» 阅读摘录:
____

在Python中使用ElementTree发出命名空间规范
我正在尝试使用element-tree生成一个包含XML声明和命名空间的XML文件。以下是我的示例代码:
from xml.etree import ElementTree as ET
ET.register_namespace('com',"http://www.company.com") #some name
# build a tree structure
root = ET.Element("STUFF")
body = ET.SubElement(root, "MORE_STUFF")
body.text = "STUFF EVERYWHERE!"
# wrap it in an ElementTree instance, and save as XML
tree = ET.ElementTree(root)
tree.write("page.xml",
xml_declaration=True,
method="xml" )
但是,生成的文件里既没有出现<?xml
标签,也没有任何命名空间或前缀信息。我对此感到有些困惑。
2 个回答
9
我从来没办法通过代码把 <?xml
标签从元素树库中提取出来,所以我建议你可以试试下面这种方法。
from xml.etree import ElementTree as ET
root = ET.Element("STUFF")
root.set('com','http://www.company.com')
body = ET.SubElement(root, "MORE_STUFF")
body.text = "STUFF EVERYWHERE!"
f = open('page.xml', 'w')
f.write('<?xml version="1.0" encoding="UTF-8"?>' + ET.tostring(root))
f.close()
不同的非标准库的 Python ElementTree 实现可能在指定命名空间时有不同的方式,所以如果你决定换用 lxml,声明这些命名空间的方法也会有所不同。
52
虽然文档上说的可能不一样,但我发现只有在同时指定了xml_declaration和编码后,才能得到一个<?xml>
声明。
你需要在你注册的命名空间中声明节点,才能在文件中的节点上看到这个命名空间。下面是你代码的修正版本:
from xml.etree import ElementTree as ET
ET.register_namespace('com',"http://www.company.com") #some name
# build a tree structure
root = ET.Element("{http://www.company.com}STUFF")
body = ET.SubElement(root, "{http://www.company.com}MORE_STUFF")
body.text = "STUFF EVERYWHERE!"
# wrap it in an ElementTree instance, and save as XML
tree = ET.ElementTree(root)
tree.write("page.xml",
xml_declaration=True,encoding='utf-8',
method="xml")

____

» 任务说明:
把上面这篇关于用 ElementTree 生成 XML 声明和命名空间的讨论接着写下去，从它的最后一句之后开始。

____

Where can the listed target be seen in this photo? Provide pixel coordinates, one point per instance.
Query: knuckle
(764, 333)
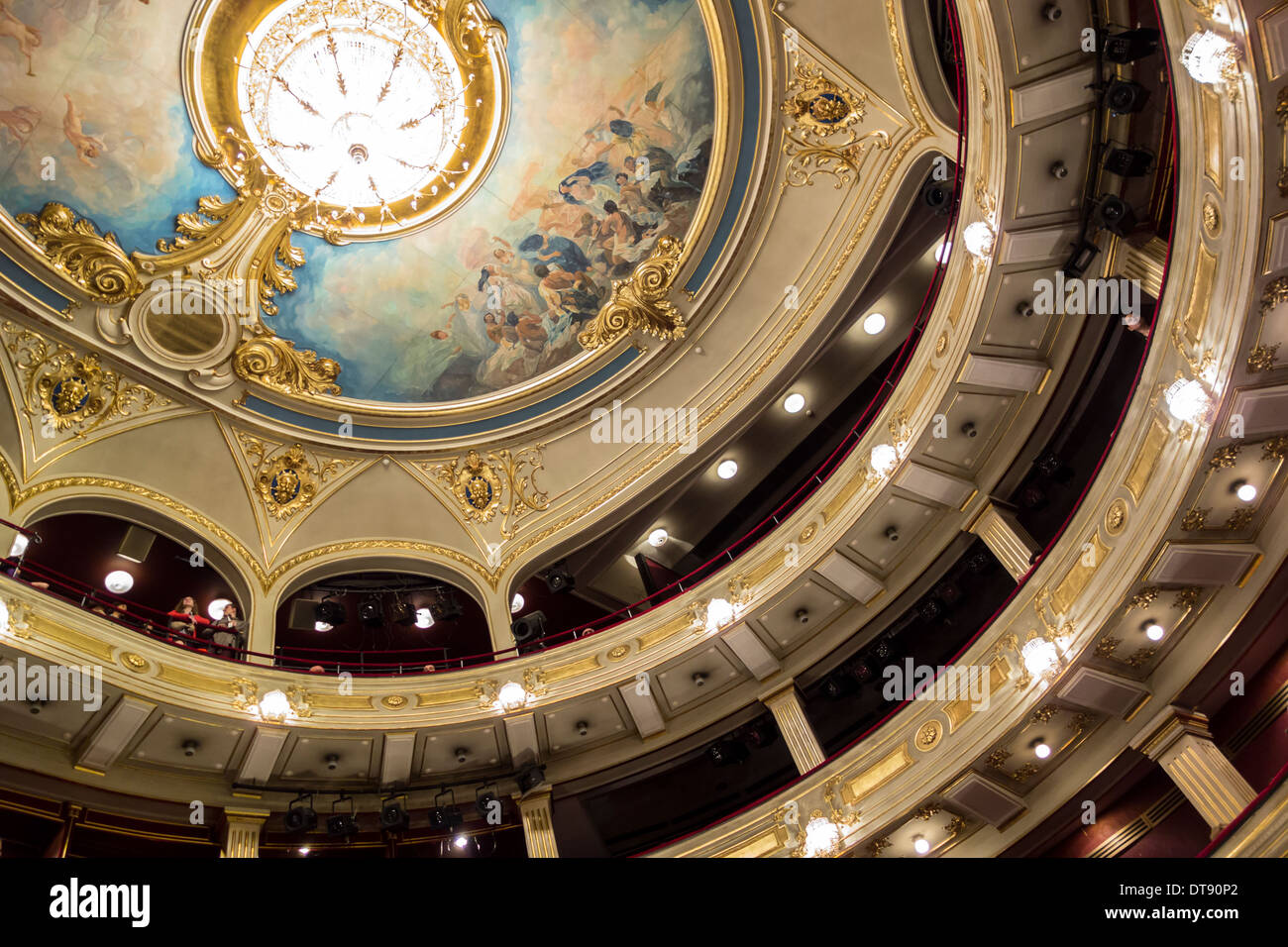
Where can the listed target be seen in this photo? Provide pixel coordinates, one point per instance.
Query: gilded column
(1180, 742)
(1141, 263)
(241, 832)
(1005, 538)
(539, 830)
(785, 703)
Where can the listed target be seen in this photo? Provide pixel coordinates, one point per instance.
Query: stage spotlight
(445, 818)
(330, 613)
(342, 825)
(528, 626)
(1131, 46)
(372, 613)
(483, 800)
(728, 753)
(1116, 215)
(559, 579)
(449, 608)
(300, 817)
(393, 814)
(1129, 162)
(529, 779)
(1081, 258)
(1125, 97)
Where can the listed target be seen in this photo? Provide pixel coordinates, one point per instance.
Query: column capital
(1167, 727)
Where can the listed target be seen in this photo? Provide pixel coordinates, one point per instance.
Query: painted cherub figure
(26, 37)
(86, 146)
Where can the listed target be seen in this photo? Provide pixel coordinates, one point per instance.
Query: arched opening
(128, 574)
(380, 622)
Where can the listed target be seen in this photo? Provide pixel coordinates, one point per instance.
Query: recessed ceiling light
(884, 459)
(119, 581)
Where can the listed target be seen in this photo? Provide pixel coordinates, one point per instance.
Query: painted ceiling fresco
(608, 150)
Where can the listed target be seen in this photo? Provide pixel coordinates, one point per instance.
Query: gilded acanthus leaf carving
(639, 302)
(76, 249)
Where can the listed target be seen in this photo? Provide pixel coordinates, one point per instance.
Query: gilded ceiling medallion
(501, 482)
(68, 392)
(377, 116)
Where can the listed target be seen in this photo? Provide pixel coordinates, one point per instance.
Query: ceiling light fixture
(119, 581)
(1186, 401)
(1211, 58)
(511, 696)
(884, 460)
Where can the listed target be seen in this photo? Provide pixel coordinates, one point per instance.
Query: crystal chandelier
(355, 105)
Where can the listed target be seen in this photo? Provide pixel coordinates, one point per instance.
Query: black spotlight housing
(1116, 215)
(938, 196)
(330, 612)
(528, 628)
(559, 579)
(728, 753)
(1129, 162)
(300, 817)
(1125, 97)
(1131, 46)
(529, 779)
(372, 613)
(394, 815)
(1080, 260)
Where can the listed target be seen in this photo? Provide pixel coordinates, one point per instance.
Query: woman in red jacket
(184, 620)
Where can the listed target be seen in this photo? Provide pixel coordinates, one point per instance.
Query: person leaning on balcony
(227, 633)
(184, 620)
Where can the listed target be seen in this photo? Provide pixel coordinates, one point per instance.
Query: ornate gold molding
(75, 248)
(639, 302)
(819, 134)
(287, 479)
(67, 392)
(274, 363)
(498, 482)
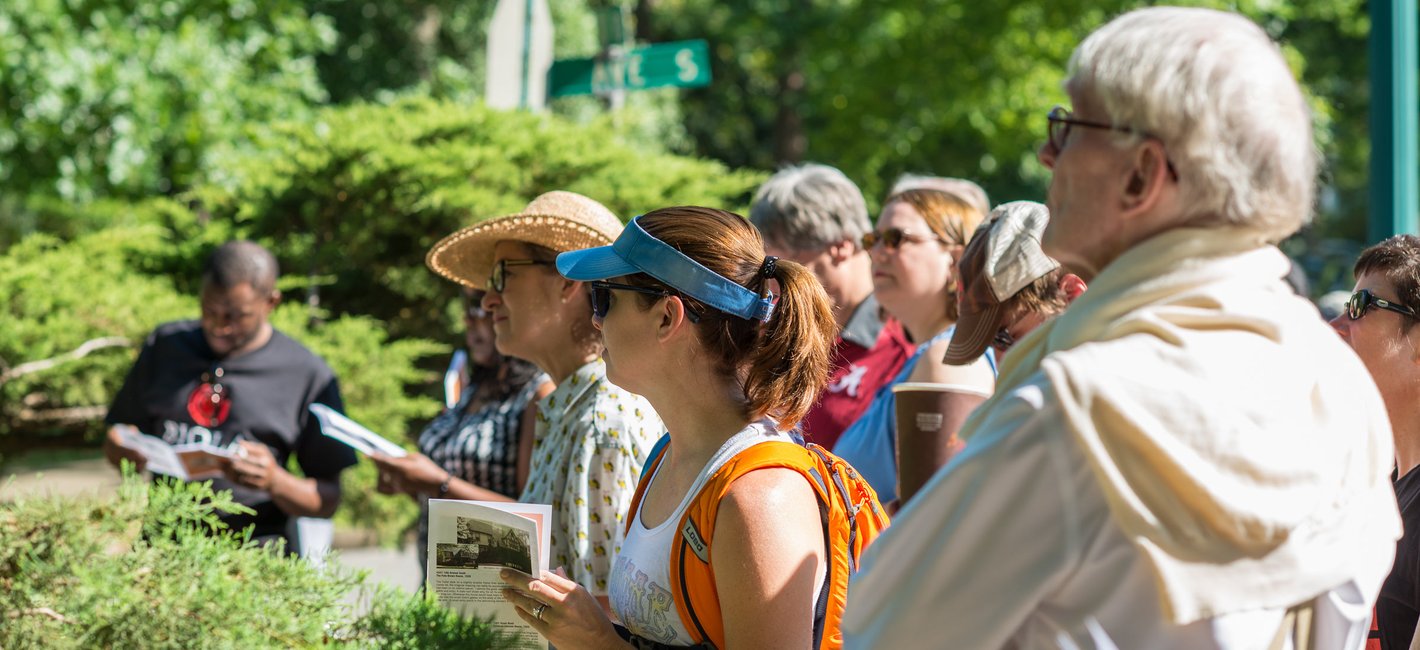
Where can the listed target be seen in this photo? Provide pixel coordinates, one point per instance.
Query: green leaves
(135, 569)
(127, 98)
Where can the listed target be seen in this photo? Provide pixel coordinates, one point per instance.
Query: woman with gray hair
(1186, 457)
(817, 216)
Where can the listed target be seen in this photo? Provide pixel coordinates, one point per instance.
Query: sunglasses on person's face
(1363, 300)
(1061, 119)
(1003, 341)
(499, 278)
(602, 297)
(893, 237)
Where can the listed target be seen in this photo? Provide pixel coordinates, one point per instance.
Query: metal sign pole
(1395, 171)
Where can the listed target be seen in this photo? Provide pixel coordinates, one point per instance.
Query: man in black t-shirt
(1380, 324)
(232, 381)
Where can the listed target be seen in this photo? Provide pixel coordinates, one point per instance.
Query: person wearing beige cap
(1186, 457)
(591, 436)
(1008, 288)
(1008, 284)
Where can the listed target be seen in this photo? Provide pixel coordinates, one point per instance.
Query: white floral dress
(591, 442)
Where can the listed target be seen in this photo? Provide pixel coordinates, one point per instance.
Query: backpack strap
(692, 578)
(646, 471)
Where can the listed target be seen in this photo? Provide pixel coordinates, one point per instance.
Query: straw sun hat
(557, 220)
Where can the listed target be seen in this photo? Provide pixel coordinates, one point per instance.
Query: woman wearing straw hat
(591, 436)
(689, 321)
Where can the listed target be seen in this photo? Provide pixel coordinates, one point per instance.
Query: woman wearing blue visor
(685, 305)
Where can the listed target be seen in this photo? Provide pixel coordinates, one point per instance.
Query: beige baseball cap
(1004, 257)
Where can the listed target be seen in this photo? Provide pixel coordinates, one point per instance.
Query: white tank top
(639, 586)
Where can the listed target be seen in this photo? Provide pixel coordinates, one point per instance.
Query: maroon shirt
(868, 354)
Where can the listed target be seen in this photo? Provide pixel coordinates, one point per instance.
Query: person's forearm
(304, 497)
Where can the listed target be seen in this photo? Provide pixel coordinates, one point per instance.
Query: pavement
(90, 476)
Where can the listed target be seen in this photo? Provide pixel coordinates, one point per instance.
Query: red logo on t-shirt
(209, 405)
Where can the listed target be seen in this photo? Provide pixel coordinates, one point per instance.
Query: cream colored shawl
(1241, 446)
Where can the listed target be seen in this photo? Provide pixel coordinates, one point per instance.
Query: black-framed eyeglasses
(499, 278)
(1003, 339)
(602, 297)
(1061, 119)
(1363, 300)
(893, 237)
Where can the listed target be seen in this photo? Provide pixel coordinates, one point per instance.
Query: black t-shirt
(1399, 603)
(264, 396)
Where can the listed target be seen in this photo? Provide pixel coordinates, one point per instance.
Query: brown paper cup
(925, 439)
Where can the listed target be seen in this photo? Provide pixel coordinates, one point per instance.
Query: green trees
(128, 98)
(350, 202)
(959, 87)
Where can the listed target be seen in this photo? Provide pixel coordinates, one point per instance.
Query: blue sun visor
(638, 251)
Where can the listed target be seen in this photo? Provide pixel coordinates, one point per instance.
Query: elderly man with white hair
(1186, 457)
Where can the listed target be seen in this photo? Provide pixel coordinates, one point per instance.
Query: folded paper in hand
(186, 461)
(350, 432)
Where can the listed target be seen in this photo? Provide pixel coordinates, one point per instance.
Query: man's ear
(1072, 285)
(1148, 178)
(841, 250)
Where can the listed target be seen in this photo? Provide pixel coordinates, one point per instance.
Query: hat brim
(466, 256)
(973, 335)
(588, 264)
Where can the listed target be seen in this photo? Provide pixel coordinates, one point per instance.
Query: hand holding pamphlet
(472, 541)
(186, 461)
(350, 432)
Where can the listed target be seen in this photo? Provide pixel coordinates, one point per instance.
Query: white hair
(963, 189)
(808, 207)
(1216, 91)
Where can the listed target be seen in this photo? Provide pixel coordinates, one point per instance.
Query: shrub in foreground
(137, 569)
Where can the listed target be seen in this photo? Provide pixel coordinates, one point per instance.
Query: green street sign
(680, 64)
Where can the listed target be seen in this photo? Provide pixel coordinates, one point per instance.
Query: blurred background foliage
(348, 136)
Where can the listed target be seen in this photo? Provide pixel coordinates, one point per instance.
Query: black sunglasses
(1061, 119)
(893, 239)
(1003, 339)
(499, 278)
(602, 297)
(1363, 300)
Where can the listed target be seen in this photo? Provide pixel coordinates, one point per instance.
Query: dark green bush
(135, 569)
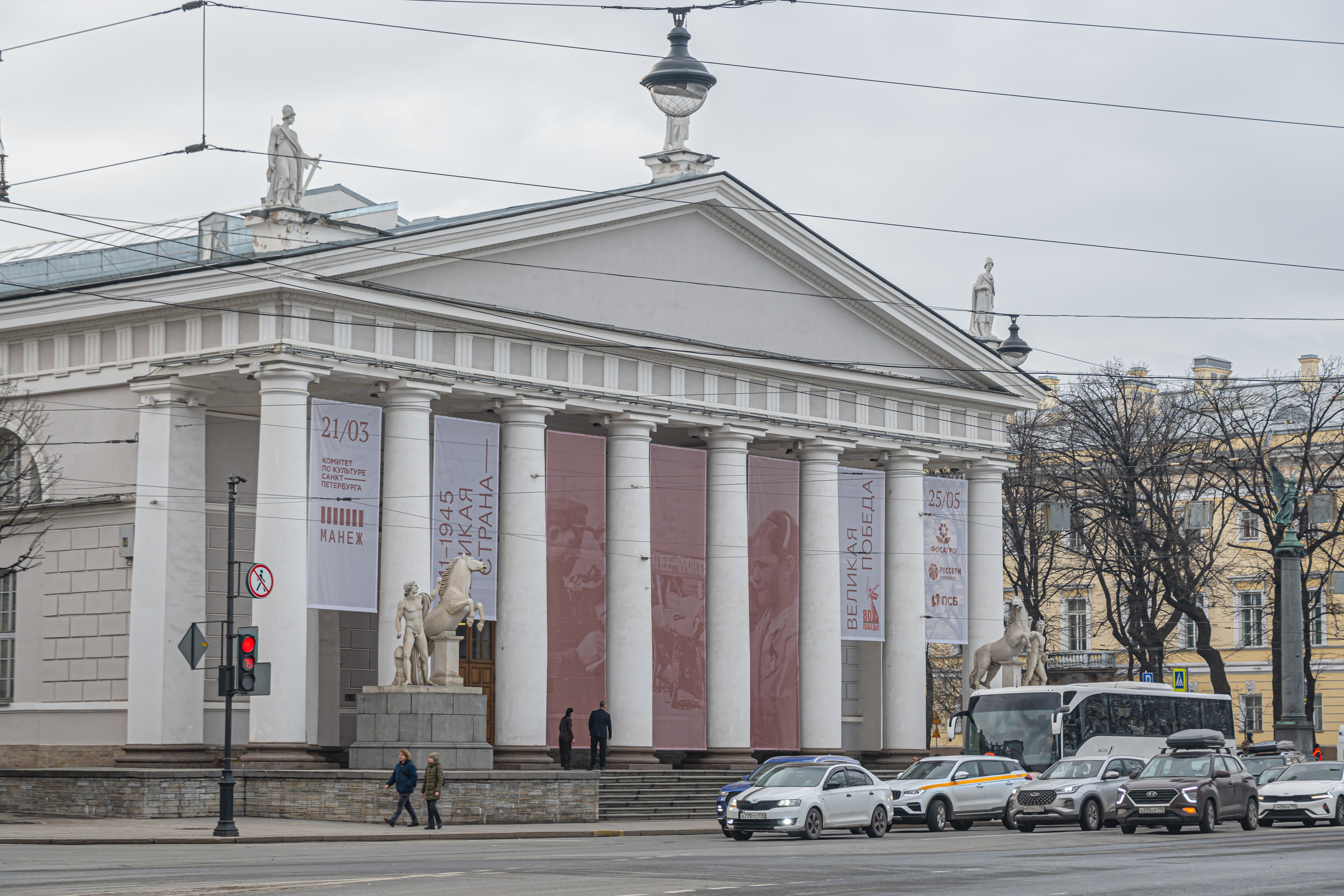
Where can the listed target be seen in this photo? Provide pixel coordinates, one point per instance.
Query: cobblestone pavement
(1284, 860)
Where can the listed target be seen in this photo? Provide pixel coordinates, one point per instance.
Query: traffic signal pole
(226, 826)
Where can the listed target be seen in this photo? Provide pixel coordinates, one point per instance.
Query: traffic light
(248, 659)
(253, 676)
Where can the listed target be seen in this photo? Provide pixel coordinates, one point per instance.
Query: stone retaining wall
(471, 797)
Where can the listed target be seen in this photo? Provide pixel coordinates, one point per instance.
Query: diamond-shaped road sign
(193, 645)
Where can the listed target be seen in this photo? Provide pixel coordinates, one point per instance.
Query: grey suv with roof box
(1194, 781)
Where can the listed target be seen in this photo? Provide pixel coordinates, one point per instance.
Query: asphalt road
(1283, 862)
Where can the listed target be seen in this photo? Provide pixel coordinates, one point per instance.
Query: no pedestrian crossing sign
(260, 581)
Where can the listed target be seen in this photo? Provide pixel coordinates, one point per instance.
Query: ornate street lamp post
(679, 85)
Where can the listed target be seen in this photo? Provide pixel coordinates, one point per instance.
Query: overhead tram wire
(186, 7)
(793, 214)
(764, 211)
(788, 72)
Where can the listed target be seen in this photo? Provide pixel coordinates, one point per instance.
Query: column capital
(168, 390)
(823, 449)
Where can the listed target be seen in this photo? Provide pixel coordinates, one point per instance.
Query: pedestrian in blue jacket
(405, 778)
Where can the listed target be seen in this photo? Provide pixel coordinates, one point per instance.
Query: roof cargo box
(1197, 739)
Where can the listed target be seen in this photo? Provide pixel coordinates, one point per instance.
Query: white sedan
(1308, 792)
(804, 799)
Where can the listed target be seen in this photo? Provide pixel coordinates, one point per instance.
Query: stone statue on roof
(983, 304)
(285, 163)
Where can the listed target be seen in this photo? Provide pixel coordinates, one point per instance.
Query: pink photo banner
(773, 558)
(576, 581)
(677, 510)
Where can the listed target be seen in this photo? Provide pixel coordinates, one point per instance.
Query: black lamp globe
(679, 84)
(1014, 350)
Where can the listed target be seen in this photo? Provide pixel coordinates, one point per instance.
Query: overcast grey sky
(572, 119)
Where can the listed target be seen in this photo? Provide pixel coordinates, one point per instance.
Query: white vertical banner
(862, 569)
(344, 479)
(467, 475)
(945, 515)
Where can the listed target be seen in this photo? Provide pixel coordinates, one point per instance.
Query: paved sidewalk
(68, 831)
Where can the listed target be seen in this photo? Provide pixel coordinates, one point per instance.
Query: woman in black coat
(568, 739)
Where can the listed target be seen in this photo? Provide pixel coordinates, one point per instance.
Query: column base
(722, 759)
(296, 757)
(525, 759)
(894, 759)
(1301, 734)
(170, 757)
(632, 759)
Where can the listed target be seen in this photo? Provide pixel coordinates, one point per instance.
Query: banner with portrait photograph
(945, 508)
(466, 500)
(862, 555)
(576, 580)
(344, 476)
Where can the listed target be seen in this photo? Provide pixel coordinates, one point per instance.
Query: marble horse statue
(992, 657)
(455, 600)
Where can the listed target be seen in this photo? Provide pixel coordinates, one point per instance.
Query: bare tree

____

» 本题输出:
输出 (page.xml)
<?xml version='1.0' encoding='utf-8'?><com:STUFF xmlns:com="http://www.company.com"><com:MORE_STUFF>STUFF EVERYWHERE!</com:MORE_STUFF></com:STUFF>
ElementTree也不会自动美化输出。这里是经过美化的输出:
<?xml version='1.0' encoding='utf-8'?>
<com:STUFF xmlns:com="http://www.company.com">
<com:MORE_STUFF>STUFF EVERYWHERE!</com:MORE_STUFF>
</com:STUFF>
你还可以声明一个默认的命名空间,这样就不需要再注册一个了:
from xml.etree import ElementTree as ET
# build a tree structure
root = ET.Element("{http://www.company.com}STUFF")
body = ET.SubElement(root, "{http://www.company.com}MORE_STUFF")
body.text = "STUFF EVERYWHERE!"
# wrap it in an ElementTree instance, and save as XML
tree = ET.ElementTree(root)
tree.write("page.xml",
xml_declaration=True,encoding='utf-8',
method="xml",default_namespace='http://www.company.com')
输出 (美化后的格式是我自己调整的)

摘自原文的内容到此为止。